Convert the items below into a two-column CSV with the header `instruction,output`. Give one row per item: the instruction text and its answer, each in a single quoted field, with line breaks replaced by spaces.

-- start of DATASET EXCERPTS --

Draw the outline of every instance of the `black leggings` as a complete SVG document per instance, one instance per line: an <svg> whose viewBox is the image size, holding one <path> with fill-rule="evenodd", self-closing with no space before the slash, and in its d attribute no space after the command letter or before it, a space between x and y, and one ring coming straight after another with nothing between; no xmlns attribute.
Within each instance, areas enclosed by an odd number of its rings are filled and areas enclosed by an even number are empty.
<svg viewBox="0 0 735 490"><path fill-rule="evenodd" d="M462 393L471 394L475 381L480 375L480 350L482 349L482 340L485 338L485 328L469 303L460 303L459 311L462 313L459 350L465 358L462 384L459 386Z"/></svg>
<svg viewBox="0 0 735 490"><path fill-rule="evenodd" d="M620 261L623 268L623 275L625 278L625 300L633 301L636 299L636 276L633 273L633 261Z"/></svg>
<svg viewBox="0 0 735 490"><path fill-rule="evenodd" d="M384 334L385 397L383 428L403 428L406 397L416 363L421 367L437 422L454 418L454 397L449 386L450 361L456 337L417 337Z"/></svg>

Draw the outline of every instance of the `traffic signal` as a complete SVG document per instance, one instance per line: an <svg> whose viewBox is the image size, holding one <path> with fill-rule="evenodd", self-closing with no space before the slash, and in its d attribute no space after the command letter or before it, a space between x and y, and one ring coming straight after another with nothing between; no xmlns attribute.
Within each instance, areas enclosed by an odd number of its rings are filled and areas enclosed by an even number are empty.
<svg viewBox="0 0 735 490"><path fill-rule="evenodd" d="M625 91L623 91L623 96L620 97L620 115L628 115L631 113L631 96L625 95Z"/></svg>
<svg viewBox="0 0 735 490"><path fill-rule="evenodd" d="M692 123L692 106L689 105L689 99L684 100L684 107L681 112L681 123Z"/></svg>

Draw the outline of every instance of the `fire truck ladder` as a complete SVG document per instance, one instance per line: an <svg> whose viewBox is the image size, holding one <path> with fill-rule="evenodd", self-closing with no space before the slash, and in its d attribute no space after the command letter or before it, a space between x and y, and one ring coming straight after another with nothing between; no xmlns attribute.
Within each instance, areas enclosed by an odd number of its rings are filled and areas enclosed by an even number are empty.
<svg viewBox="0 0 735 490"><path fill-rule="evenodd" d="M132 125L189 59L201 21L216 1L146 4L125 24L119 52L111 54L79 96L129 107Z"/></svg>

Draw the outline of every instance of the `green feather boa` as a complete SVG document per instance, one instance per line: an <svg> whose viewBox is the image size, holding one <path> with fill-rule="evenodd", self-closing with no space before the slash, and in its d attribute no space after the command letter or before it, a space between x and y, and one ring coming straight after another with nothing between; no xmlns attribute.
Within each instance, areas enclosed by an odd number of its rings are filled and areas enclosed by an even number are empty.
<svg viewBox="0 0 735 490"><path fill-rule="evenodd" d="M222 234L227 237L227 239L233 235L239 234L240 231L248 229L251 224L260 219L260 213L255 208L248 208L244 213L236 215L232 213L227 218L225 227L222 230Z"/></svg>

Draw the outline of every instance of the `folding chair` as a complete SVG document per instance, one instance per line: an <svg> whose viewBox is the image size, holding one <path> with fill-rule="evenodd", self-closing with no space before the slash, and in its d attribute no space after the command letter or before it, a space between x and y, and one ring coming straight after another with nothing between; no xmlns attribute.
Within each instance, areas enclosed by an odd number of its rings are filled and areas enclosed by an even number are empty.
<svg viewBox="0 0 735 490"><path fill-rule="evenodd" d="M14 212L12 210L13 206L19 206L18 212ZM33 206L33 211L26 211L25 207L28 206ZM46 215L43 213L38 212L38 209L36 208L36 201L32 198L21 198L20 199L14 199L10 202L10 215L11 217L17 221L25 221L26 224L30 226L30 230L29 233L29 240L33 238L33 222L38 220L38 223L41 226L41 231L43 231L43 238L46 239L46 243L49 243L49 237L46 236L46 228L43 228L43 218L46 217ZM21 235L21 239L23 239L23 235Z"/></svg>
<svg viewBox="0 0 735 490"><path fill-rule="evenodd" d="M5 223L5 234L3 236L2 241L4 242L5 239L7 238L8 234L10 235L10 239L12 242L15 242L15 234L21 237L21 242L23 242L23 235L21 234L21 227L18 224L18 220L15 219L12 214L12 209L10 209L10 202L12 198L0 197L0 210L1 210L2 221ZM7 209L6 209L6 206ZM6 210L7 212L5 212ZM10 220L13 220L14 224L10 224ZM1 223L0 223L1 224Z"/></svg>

-- end of DATASET EXCERPTS --

RESULT OF THIS EXERCISE -
instruction,output
"Draw the outline of every instance of the `black leggings` as a complete SVG document per instance, one instance per line: an <svg> whose viewBox is the image size, holding one <path> with fill-rule=""evenodd"", self-closing with no space before the slash, and in its d attribute no space after the command letter or before it, a space between x and y, and one ring coming straight after another with nothing between; no xmlns attribute. Within each instance, areas enclosed by an odd number of its rings are filled and areas enclosed by an even number are empty.","<svg viewBox=""0 0 735 490""><path fill-rule=""evenodd"" d=""M462 393L471 394L475 381L480 375L480 350L482 349L482 340L485 338L485 328L469 303L460 303L459 311L462 313L459 350L465 358L462 384L459 386Z""/></svg> <svg viewBox=""0 0 735 490""><path fill-rule=""evenodd"" d=""M620 261L623 268L623 275L625 278L625 300L633 301L636 299L636 276L633 273L633 261Z""/></svg> <svg viewBox=""0 0 735 490""><path fill-rule=""evenodd"" d=""M384 334L385 397L383 428L403 428L406 397L416 363L421 367L437 422L454 418L454 397L449 386L450 361L456 337L417 337Z""/></svg>"
"Draw the outline of every instance of the `traffic signal` as a complete SVG document per instance, one instance per line: an <svg> whose viewBox is the image size, holding one <path> with fill-rule=""evenodd"", self-closing with no space before the slash, and in its d attribute no space after the command letter or before it, a space between x and y, and one ring coming straight after another with nothing between; no xmlns attribute. Within each instance, areas enclosed by an odd number of its rings are filled and areas enclosed by an even number are empty.","<svg viewBox=""0 0 735 490""><path fill-rule=""evenodd"" d=""M625 91L623 91L623 96L620 97L620 115L628 115L631 113L631 96L625 95Z""/></svg> <svg viewBox=""0 0 735 490""><path fill-rule=""evenodd"" d=""M692 123L692 106L689 105L689 99L684 100L684 107L681 112L681 123Z""/></svg>"
"Draw the outline of every instance of the `fire truck ladder` as a complete SVG document per instance, one instance per line: an <svg> whose viewBox is the image size, holding one <path> with fill-rule=""evenodd"", self-closing with no space before the slash, and in its d attribute no space after the command letter or before it, a space between x and y, and one ring coming straight after another with nothing between; no xmlns attribute. Within each instance, areas enclosed by an odd number of its rings are filled and areas enclosed by an even number are empty.","<svg viewBox=""0 0 735 490""><path fill-rule=""evenodd"" d=""M132 125L189 59L201 21L216 1L146 4L125 24L119 52L111 54L79 96L129 107Z""/></svg>"
"Draw the outline of every instance of the `green feather boa` as a complete SVG document per instance, one instance per line: an <svg> whose viewBox is the image size, holding one <path> with fill-rule=""evenodd"", self-closing with no space before the slash, and in its d attribute no space after the command letter or before it, a space between x and y, and one ring coming straight after another with nothing between; no xmlns attribute. Within each instance, areas enclosed by an odd number of its rings are filled and areas enclosed by an even number are empty.","<svg viewBox=""0 0 735 490""><path fill-rule=""evenodd"" d=""M222 234L227 237L227 239L233 235L239 234L240 231L248 229L251 224L260 219L260 213L255 208L248 208L244 213L236 215L232 213L227 218L225 227L222 230Z""/></svg>"
"Draw the outline of every instance of the `folding chair` as a complete SVG document per instance, one instance per line: an <svg> whose viewBox is the image size, holding one <path> with fill-rule=""evenodd"", self-closing with no space before the slash, and in its d attribute no space after the command letter or before it, a space between x and y, and one ring coming straight after another with nothing between; no xmlns attribute. Within each instance, areas enclosed by an odd number of its rings are filled and areas enclosed by an even number are empty.","<svg viewBox=""0 0 735 490""><path fill-rule=""evenodd"" d=""M14 212L12 210L13 206L19 206L18 212ZM33 206L33 211L26 211L25 207L28 206ZM46 215L43 213L38 212L38 209L36 208L36 201L32 198L21 198L20 199L14 199L10 202L10 215L11 217L17 221L25 221L26 224L30 226L30 230L29 233L29 240L33 238L33 222L38 220L38 223L41 226L41 231L43 231L43 238L46 239L46 243L49 243L49 237L46 236L46 228L43 228L43 218L46 217ZM21 235L21 239L23 239L23 235Z""/></svg> <svg viewBox=""0 0 735 490""><path fill-rule=""evenodd"" d=""M5 223L5 234L3 236L2 241L4 242L5 239L7 238L8 234L10 235L10 239L12 242L15 242L15 234L21 237L21 242L23 242L23 235L21 234L21 227L18 224L18 220L15 219L12 214L12 209L10 209L10 202L12 198L0 197L0 210L1 210L2 221ZM7 209L6 209L6 206ZM6 210L7 212L5 212ZM10 220L13 220L14 224L10 224ZM1 223L0 223L1 224Z""/></svg>"